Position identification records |
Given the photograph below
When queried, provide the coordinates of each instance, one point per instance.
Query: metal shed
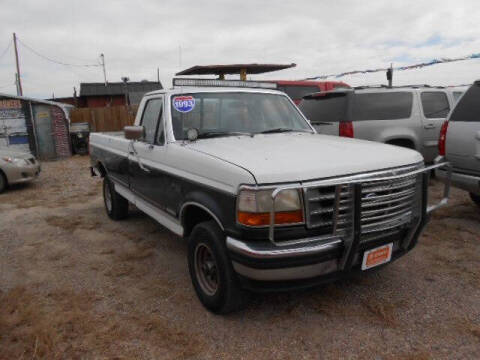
(37, 126)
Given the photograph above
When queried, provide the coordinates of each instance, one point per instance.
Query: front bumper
(21, 174)
(465, 182)
(267, 264)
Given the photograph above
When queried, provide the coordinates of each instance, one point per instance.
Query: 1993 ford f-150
(264, 202)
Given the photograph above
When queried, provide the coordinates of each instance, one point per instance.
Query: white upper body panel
(227, 162)
(293, 157)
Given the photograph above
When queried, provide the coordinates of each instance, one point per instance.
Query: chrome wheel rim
(206, 269)
(108, 197)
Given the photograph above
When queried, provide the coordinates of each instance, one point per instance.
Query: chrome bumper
(345, 247)
(465, 182)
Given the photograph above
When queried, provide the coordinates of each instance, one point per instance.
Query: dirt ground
(76, 285)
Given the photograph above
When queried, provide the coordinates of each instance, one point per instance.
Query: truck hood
(294, 157)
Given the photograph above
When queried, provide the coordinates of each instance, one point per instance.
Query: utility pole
(390, 75)
(102, 57)
(19, 82)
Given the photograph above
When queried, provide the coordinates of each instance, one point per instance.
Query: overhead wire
(6, 49)
(55, 61)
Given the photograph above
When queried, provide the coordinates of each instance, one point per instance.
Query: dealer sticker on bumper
(378, 256)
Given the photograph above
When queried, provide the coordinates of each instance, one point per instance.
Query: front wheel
(211, 270)
(475, 198)
(115, 204)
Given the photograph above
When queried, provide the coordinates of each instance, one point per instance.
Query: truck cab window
(150, 119)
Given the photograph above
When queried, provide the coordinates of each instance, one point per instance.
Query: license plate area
(377, 256)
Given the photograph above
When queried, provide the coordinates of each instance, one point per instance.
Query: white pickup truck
(264, 202)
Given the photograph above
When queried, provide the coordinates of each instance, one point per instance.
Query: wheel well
(101, 169)
(4, 176)
(193, 215)
(407, 143)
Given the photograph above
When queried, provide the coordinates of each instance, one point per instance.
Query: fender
(218, 208)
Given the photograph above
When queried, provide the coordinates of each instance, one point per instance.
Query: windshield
(232, 113)
(331, 108)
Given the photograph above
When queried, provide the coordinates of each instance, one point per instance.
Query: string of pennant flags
(399, 68)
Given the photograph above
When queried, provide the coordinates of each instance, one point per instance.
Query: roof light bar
(223, 83)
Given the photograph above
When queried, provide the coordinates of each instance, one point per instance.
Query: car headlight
(15, 161)
(254, 207)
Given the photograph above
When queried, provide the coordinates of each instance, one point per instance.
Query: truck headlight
(254, 206)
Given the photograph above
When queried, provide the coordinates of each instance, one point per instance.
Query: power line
(408, 67)
(6, 49)
(55, 61)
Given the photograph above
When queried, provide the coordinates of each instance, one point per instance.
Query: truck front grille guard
(352, 240)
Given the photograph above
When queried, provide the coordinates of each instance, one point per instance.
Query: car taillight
(345, 129)
(442, 139)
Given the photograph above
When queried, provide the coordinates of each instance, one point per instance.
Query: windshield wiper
(212, 134)
(280, 130)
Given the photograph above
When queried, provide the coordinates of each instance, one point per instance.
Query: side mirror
(134, 132)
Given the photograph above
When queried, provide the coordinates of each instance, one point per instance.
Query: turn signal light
(263, 219)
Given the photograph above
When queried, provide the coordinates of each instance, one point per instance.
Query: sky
(321, 37)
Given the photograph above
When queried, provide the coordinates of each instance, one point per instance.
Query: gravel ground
(74, 284)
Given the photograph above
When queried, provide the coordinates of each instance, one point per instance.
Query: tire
(115, 204)
(211, 271)
(3, 182)
(475, 198)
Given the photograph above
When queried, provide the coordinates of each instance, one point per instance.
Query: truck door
(148, 178)
(435, 108)
(463, 134)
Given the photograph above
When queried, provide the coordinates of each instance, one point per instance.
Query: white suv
(407, 116)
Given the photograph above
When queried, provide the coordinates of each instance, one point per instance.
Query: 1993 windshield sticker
(184, 104)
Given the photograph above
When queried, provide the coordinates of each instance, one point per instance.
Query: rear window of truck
(468, 108)
(382, 106)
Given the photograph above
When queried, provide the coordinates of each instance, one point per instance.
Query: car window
(468, 108)
(330, 108)
(150, 117)
(456, 95)
(435, 105)
(297, 91)
(382, 106)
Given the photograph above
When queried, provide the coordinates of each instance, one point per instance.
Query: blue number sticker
(184, 103)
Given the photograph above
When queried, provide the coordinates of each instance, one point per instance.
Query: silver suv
(409, 116)
(459, 143)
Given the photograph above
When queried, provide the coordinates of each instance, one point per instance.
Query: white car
(263, 200)
(17, 167)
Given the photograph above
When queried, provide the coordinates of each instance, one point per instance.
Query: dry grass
(64, 324)
(383, 312)
(71, 223)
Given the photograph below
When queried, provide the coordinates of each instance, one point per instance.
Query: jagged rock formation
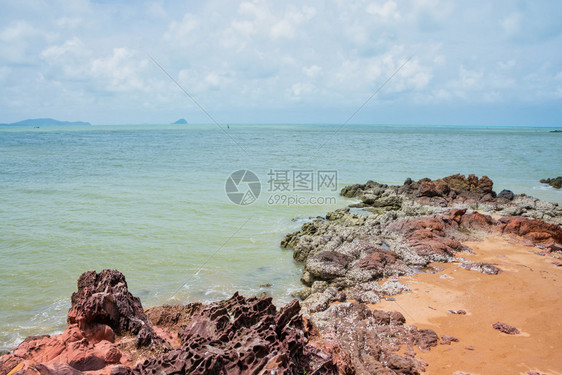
(395, 230)
(104, 321)
(554, 182)
(391, 231)
(243, 336)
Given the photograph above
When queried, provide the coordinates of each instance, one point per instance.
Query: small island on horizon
(46, 122)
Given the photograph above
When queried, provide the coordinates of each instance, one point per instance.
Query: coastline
(524, 295)
(357, 260)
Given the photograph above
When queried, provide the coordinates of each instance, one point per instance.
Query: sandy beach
(526, 295)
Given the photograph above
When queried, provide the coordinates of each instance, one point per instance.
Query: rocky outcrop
(396, 230)
(236, 336)
(554, 182)
(243, 336)
(506, 328)
(104, 322)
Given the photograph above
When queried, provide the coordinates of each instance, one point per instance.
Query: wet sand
(526, 295)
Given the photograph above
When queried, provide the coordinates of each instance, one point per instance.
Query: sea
(197, 212)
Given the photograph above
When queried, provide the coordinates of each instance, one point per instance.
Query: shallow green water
(151, 202)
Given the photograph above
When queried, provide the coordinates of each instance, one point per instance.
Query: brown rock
(506, 328)
(447, 340)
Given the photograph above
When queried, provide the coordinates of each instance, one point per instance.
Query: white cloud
(270, 55)
(386, 11)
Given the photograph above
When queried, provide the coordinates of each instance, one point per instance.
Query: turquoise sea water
(151, 202)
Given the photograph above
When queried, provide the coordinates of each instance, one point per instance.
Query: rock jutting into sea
(352, 260)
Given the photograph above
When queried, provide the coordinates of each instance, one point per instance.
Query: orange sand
(527, 295)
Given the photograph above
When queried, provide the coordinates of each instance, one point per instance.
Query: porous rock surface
(352, 258)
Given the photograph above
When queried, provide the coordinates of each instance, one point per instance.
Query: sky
(370, 62)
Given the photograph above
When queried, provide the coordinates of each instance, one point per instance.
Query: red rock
(536, 231)
(242, 335)
(425, 338)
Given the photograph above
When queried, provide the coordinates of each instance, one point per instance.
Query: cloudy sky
(476, 62)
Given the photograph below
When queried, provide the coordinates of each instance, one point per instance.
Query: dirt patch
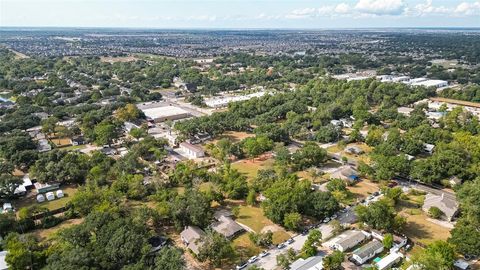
(121, 59)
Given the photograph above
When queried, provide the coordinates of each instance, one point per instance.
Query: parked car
(392, 184)
(253, 259)
(241, 266)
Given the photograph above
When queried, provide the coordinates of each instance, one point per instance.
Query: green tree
(292, 221)
(334, 261)
(309, 248)
(438, 255)
(435, 212)
(387, 240)
(215, 248)
(24, 252)
(105, 132)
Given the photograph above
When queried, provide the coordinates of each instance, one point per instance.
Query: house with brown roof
(447, 205)
(191, 238)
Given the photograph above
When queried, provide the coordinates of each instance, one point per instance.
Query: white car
(253, 259)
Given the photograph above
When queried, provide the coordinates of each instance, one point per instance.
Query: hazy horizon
(237, 14)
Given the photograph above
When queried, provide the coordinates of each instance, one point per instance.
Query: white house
(7, 207)
(3, 263)
(388, 261)
(191, 151)
(367, 251)
(346, 240)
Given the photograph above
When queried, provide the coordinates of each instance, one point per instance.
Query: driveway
(270, 262)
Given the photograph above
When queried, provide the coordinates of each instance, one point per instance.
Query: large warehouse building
(163, 113)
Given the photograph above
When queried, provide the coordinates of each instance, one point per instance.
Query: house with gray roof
(447, 205)
(191, 238)
(227, 227)
(347, 240)
(367, 251)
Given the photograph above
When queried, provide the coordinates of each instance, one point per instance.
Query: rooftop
(163, 111)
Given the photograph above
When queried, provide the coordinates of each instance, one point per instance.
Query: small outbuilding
(367, 251)
(60, 194)
(7, 207)
(40, 198)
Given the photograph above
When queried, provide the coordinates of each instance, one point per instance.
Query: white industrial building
(388, 261)
(431, 83)
(220, 102)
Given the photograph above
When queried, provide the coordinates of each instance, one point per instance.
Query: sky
(240, 14)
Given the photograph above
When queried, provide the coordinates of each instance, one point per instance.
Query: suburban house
(448, 206)
(191, 151)
(354, 150)
(367, 251)
(227, 227)
(78, 141)
(47, 187)
(398, 241)
(3, 263)
(346, 240)
(190, 238)
(43, 146)
(390, 260)
(346, 173)
(311, 263)
(26, 185)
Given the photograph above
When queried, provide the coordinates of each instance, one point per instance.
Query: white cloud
(428, 8)
(302, 13)
(375, 8)
(381, 7)
(342, 8)
(468, 9)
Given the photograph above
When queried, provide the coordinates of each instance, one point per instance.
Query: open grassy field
(69, 191)
(254, 218)
(120, 59)
(363, 189)
(419, 229)
(43, 234)
(250, 168)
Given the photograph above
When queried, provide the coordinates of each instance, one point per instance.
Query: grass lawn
(363, 189)
(419, 229)
(73, 147)
(253, 218)
(43, 234)
(61, 142)
(244, 247)
(250, 168)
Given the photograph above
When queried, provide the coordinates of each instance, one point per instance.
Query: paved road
(420, 186)
(270, 262)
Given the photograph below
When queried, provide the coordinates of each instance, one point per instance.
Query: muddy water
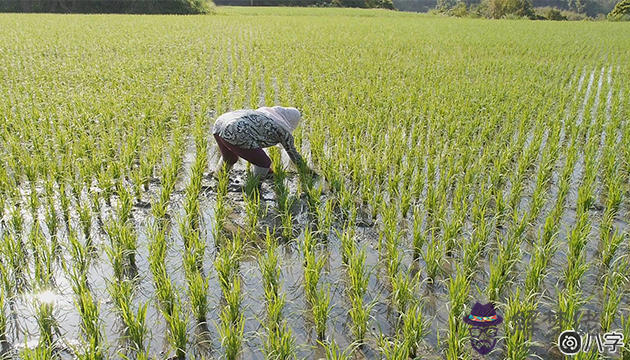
(204, 341)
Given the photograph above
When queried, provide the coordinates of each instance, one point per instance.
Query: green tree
(499, 8)
(621, 11)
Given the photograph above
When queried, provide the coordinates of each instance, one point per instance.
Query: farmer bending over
(243, 133)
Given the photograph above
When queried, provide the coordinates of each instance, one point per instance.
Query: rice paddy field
(459, 160)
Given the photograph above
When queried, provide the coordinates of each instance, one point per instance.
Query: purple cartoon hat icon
(483, 316)
(483, 332)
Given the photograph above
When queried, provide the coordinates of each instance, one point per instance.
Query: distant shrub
(555, 15)
(459, 10)
(621, 12)
(499, 9)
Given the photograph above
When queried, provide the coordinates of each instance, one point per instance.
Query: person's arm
(289, 146)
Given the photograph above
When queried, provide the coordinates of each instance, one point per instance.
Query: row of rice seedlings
(570, 298)
(136, 331)
(458, 290)
(167, 295)
(43, 282)
(169, 175)
(4, 321)
(123, 237)
(194, 244)
(253, 213)
(92, 337)
(222, 207)
(279, 342)
(509, 245)
(389, 242)
(522, 304)
(284, 200)
(232, 322)
(318, 298)
(357, 284)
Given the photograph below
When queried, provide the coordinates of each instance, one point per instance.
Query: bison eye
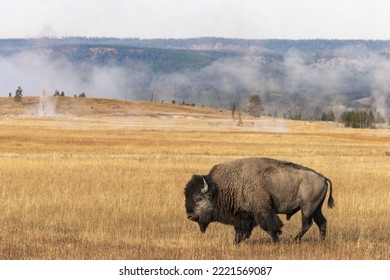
(198, 199)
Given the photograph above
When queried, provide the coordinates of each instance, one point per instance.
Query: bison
(252, 191)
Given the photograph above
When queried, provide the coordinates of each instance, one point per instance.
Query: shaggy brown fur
(252, 191)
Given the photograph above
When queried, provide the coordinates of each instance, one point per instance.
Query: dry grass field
(104, 180)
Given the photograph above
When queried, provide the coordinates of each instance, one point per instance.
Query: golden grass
(111, 187)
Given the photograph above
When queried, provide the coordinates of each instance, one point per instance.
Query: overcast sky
(252, 19)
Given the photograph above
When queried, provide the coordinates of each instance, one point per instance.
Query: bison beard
(252, 191)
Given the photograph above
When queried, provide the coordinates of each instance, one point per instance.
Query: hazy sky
(254, 19)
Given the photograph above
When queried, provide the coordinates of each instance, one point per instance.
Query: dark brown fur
(252, 191)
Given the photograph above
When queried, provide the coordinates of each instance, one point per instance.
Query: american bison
(252, 191)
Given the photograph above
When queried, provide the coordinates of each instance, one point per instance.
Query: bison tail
(330, 199)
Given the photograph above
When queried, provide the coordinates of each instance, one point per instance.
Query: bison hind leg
(243, 231)
(320, 220)
(306, 224)
(270, 223)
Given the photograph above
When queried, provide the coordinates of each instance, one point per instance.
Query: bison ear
(205, 188)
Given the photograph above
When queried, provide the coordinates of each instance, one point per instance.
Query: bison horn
(205, 188)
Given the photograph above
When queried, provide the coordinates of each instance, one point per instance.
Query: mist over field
(304, 77)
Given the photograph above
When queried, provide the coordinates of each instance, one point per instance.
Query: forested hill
(294, 78)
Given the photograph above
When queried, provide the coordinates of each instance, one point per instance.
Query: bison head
(200, 201)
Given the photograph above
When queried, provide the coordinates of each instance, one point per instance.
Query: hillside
(295, 78)
(90, 107)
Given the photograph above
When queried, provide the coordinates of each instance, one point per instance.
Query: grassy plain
(103, 184)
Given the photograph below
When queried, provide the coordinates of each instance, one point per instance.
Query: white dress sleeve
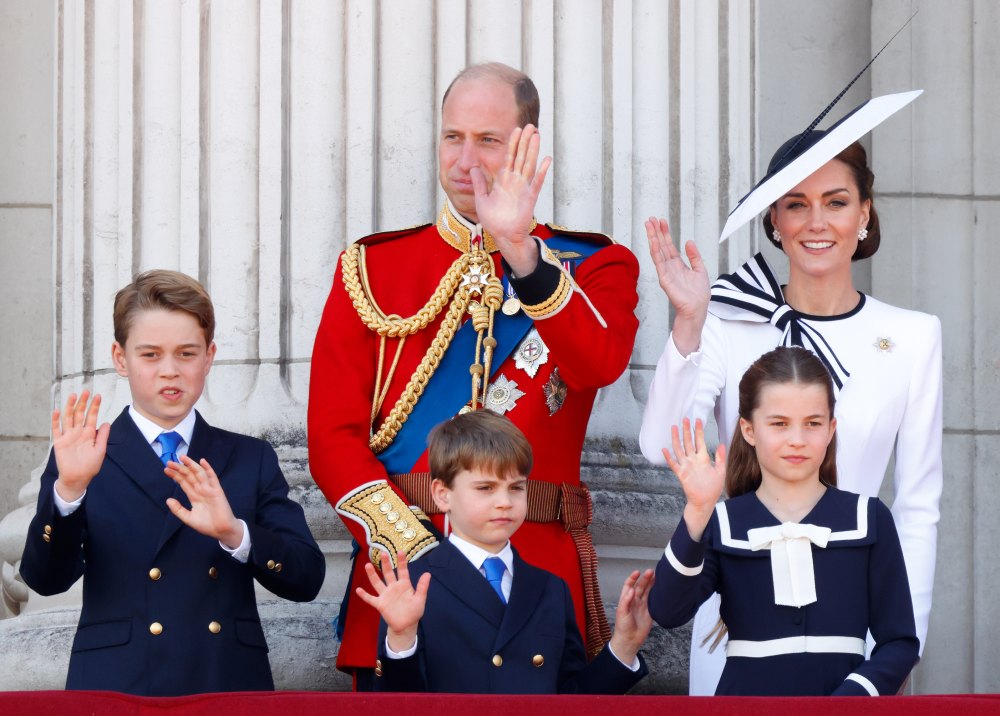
(918, 478)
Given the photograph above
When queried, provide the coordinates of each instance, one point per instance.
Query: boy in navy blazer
(509, 628)
(167, 519)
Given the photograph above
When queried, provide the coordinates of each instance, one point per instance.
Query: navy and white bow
(753, 294)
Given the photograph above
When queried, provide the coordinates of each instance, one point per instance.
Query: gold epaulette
(390, 525)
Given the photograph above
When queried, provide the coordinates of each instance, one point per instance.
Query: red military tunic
(403, 270)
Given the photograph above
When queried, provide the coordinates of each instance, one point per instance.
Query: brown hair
(856, 160)
(165, 290)
(525, 92)
(480, 440)
(782, 365)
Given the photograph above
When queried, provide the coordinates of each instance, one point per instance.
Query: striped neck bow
(753, 294)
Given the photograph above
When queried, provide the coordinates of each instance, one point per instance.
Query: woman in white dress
(885, 361)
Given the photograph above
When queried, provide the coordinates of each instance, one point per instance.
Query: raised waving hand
(506, 207)
(701, 479)
(687, 287)
(400, 605)
(79, 445)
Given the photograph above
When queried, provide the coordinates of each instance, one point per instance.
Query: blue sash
(451, 385)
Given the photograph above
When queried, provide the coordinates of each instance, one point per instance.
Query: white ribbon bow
(791, 559)
(754, 294)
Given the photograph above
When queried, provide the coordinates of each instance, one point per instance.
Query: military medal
(502, 395)
(511, 304)
(531, 353)
(555, 392)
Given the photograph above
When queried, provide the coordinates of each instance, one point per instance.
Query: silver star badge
(531, 353)
(502, 395)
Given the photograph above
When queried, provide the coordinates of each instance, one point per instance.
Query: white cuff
(401, 654)
(679, 567)
(242, 553)
(692, 357)
(634, 666)
(865, 683)
(64, 508)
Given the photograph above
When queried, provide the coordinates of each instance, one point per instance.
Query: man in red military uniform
(484, 308)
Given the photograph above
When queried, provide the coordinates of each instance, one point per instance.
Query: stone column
(940, 184)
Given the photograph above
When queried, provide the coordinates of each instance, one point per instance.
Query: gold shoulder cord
(472, 273)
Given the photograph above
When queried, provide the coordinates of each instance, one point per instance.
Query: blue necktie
(494, 568)
(168, 444)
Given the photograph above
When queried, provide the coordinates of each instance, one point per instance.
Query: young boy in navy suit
(168, 519)
(480, 619)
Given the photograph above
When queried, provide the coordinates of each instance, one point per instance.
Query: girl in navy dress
(804, 570)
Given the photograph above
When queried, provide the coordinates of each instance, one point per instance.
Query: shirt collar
(459, 232)
(150, 430)
(477, 555)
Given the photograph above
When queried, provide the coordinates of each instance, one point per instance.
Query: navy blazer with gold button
(166, 611)
(469, 642)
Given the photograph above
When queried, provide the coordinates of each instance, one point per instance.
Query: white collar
(478, 555)
(150, 430)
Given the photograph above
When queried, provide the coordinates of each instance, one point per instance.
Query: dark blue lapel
(526, 591)
(128, 449)
(456, 574)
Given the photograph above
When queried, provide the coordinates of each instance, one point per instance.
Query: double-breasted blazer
(166, 610)
(468, 641)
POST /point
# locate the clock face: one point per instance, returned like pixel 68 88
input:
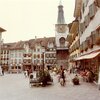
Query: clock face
pixel 61 28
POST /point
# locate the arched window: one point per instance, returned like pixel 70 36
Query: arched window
pixel 62 41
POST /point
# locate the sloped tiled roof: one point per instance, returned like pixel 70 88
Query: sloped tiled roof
pixel 32 43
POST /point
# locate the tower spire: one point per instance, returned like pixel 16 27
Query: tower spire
pixel 61 19
pixel 60 2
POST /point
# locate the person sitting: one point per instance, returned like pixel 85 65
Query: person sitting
pixel 75 80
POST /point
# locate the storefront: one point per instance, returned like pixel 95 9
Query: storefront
pixel 91 62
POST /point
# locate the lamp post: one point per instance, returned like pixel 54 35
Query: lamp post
pixel 1 30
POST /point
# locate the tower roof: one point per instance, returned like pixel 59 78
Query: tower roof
pixel 61 19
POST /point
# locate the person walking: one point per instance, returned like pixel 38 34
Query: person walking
pixel 62 78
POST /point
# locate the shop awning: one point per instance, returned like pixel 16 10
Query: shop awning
pixel 88 56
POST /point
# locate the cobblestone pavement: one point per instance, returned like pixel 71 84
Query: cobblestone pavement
pixel 16 87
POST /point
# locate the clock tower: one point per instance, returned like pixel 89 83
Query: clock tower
pixel 61 31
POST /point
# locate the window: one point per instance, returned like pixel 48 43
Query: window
pixel 62 41
pixel 34 55
pixel 92 10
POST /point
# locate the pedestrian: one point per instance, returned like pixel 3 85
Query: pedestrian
pixel 2 71
pixel 62 77
pixel 75 80
pixel 25 73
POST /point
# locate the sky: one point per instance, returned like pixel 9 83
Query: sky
pixel 27 19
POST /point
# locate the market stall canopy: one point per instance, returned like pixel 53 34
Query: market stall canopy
pixel 88 56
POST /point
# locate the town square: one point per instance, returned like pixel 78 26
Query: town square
pixel 50 50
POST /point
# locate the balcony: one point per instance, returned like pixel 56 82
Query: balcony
pixel 62 48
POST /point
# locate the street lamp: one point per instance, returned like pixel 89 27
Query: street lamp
pixel 43 52
pixel 1 30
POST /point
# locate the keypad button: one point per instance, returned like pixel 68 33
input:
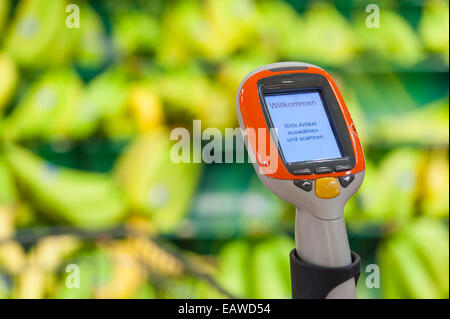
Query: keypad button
pixel 304 171
pixel 341 168
pixel 323 170
pixel 304 184
pixel 327 187
pixel 346 180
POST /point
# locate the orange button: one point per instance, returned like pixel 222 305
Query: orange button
pixel 327 187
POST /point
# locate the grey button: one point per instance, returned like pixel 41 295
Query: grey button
pixel 346 180
pixel 323 170
pixel 340 168
pixel 304 171
pixel 304 184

PROBLEM TO WORK ON |
Select each line above that contains the word "clock", and copy those lines out.

OUTPUT BELOW |
# locate the clock face: one point per instance, returned like pixel 68 88
Query: clock face
# locate the clock tower: one point per instance, returned like pixel 89 83
Query: clock tower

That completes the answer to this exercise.